■ TUGAS YANG DIKERJAKAN ■
1) Ketik ulang bagian petikan halaman di bawah, mulai dari "Infomedialink.com berusaha secara" sampai "dan nilai-nilai toleransi.", tanpa mengubah satu huruf pun.
2) Jawab pertanyaan berikut berdasarkan petikan halaman di bawah, masing-masing dalam satu baris dengan tanda yang sama:
(a) Tema apa yang diambil untuk kajian bulan ini?
(b) Siapa kontributor yang mengangkat cerita di Bagian 4?
(c) Predikat apa yang didapat Kota Singkawang?

■ PETIKAN HALAMAN ■
──────────────────────────────
Bagian 4–Mereka Bercerita
Rubrik Suara Akar Rumput merupakan salah satu rubrik di Infomedialink.com yang sengaja didedikasikan untuk mengangkat cerita dan suara dari komunitas yang berkaitan dengan kepentingan publik. Rubrik ini merupakan sikap “keberpihakan” Infomedialink.com terhadap perlunya suara dari bawah, akar rumput, untuk dapat diangkat dan didengar oleh berbagai kalangan.
Redaksi berkolaborasi dengan jaringan dan kontributor Infomedialink.com di berbagai daerah, memberikan “ruang terbuka” bagi mereka untuk bersuara dan bercerita tentang apa yang terjadi di wilayahnya masing-masing.
Infomedialink.com berusaha secara konsisten, setiap bulan, menampilkan cerita-cerita dari komunitas dengan tema-tema yang berganti, serta tentu saja mengedepankan cerita-cerita menarik dan belum banyak diketahui publik dengan kemasan penulisan model feature.
Untuk kajian bulan ini, Infomedialink.com mengambil tema tentang isu toleransi, di dalamnya banyak menyajikan cerita baik tentang nilai-nilai yang sudah lama tertanam di masyarakat kita. Kami memilih tema toleransi setelah merefleksikan kondisi masyarakat Indonesia dihadapkan pada melemahnya sikap dan nilai-nilai toleransi.
Kami melihat pentingnya menegakkan dan mengaktualisasikan nilai-nilai moderasi baik dalam kehidupan beragama, sosial, dan sendi-sendi kehidupan lainnya yang lebih luas.
Liputan edisi ini kami potret dari kelima kota yang dianggap representatif untuk “bicara” soal penting dan indahnya semangat toleransi dalam kehidupan masyarakat. Kelima daerah tersebut di antaranya; Pontianak, Bandung, Semarang, Yogyakarta dan Flores (Nusa Tenggara Timur).
Pada Bagian 4, redaksi Infomedialink.com akan menyajikan cerita tentang toleransi di Kota Singkawang Kalimantan Barat. Kontributor Infomedialink.com Virghie Dynaz mengangkat cerita tentang bagaimana hubungan serasi agama dan budaya, bagaimana kuatnya tradisi kebebasan beragama dan berkeyakinan di kota yang mendapat predikat sebagai kota paling toleran di Indonesia. Berikut liputannya.
Harmoni di Kota Seribu Klenteng
Terbentuk dari perpaduan selaras antar dua kultur berbeda, membuat kota Singkawang Kalimantan Barat dikenal sebagai kota yang menghargai perbedaan. Agama dan budaya hidup selaras dan tak pernah dipertentangkan, membuat keduanya menjadi pedoman dalam berperilaku warganya.
──────────────────────────────
■ INFORMASI YANG DITAMPILKAN ■
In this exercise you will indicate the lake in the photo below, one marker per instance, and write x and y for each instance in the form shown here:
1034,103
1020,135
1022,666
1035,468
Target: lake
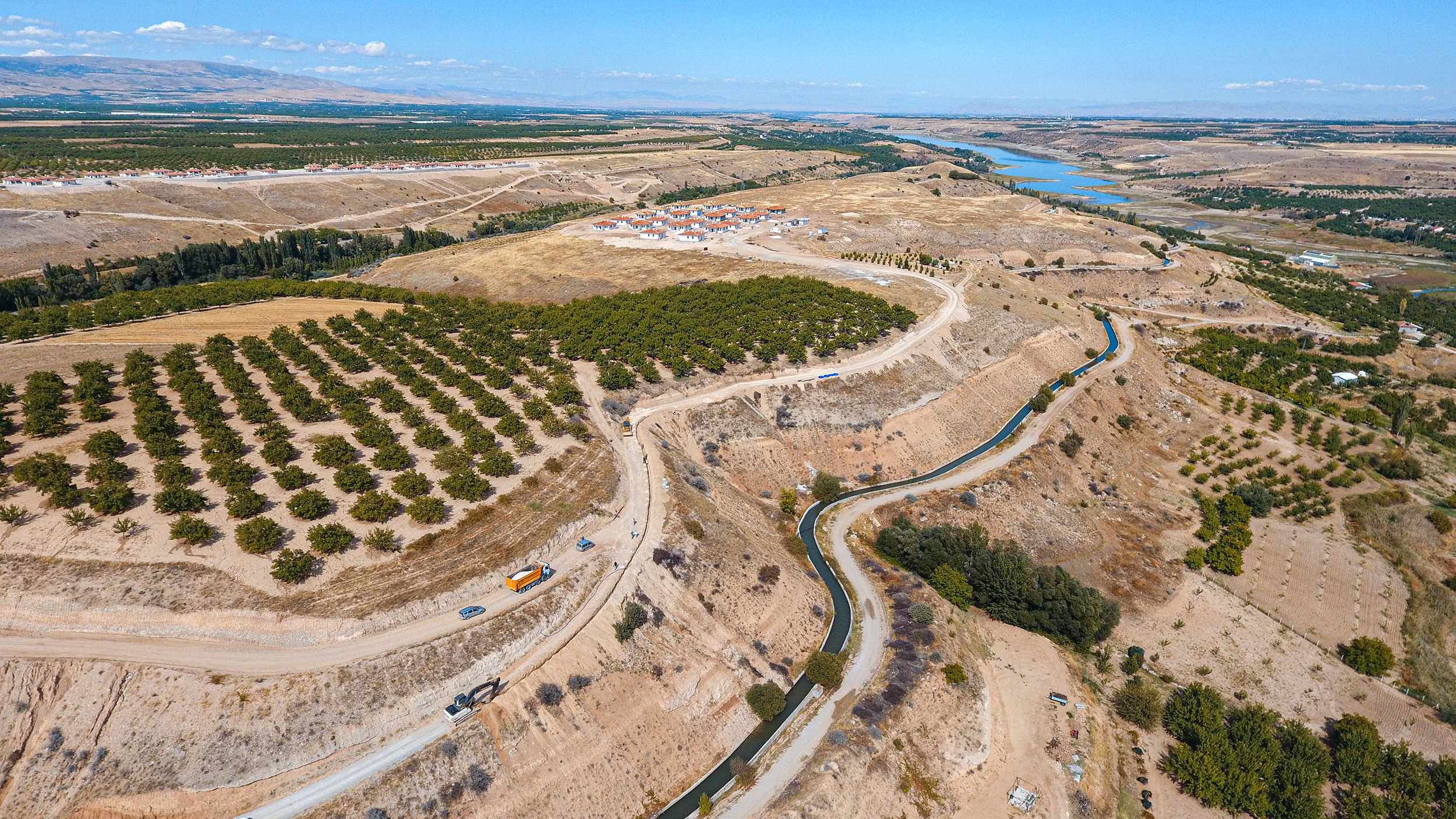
1044,174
──────────────────────────────
■ KUMPULAN JAWABAN ■
1)
Infomedialink.com berusaha secara konsisten, setiap bulan, menampilkan cerita-cerita dari komunitas dengan tema-tema yang berganti, serta tentu saja mengedepankan cerita-cerita menarik dan belum banyak diketahui publik dengan kemasan penulisan model feature.
Untuk kajian bulan ini, Infomedialink.com mengambil tema tentang isu toleransi, di dalamnya banyak menyajikan cerita baik tentang nilai-nilai yang sudah lama tertanam di masyarakat kita. Kami memilih tema toleransi setelah merefleksikan kondisi masyarakat Indonesia dihadapkan pada melemahnya sikap dan nilai-nilai toleransi.

2)
(a) Isu toleransi.
(b) Virghie Dynaz.
(c) Kota paling toleran di Indonesia.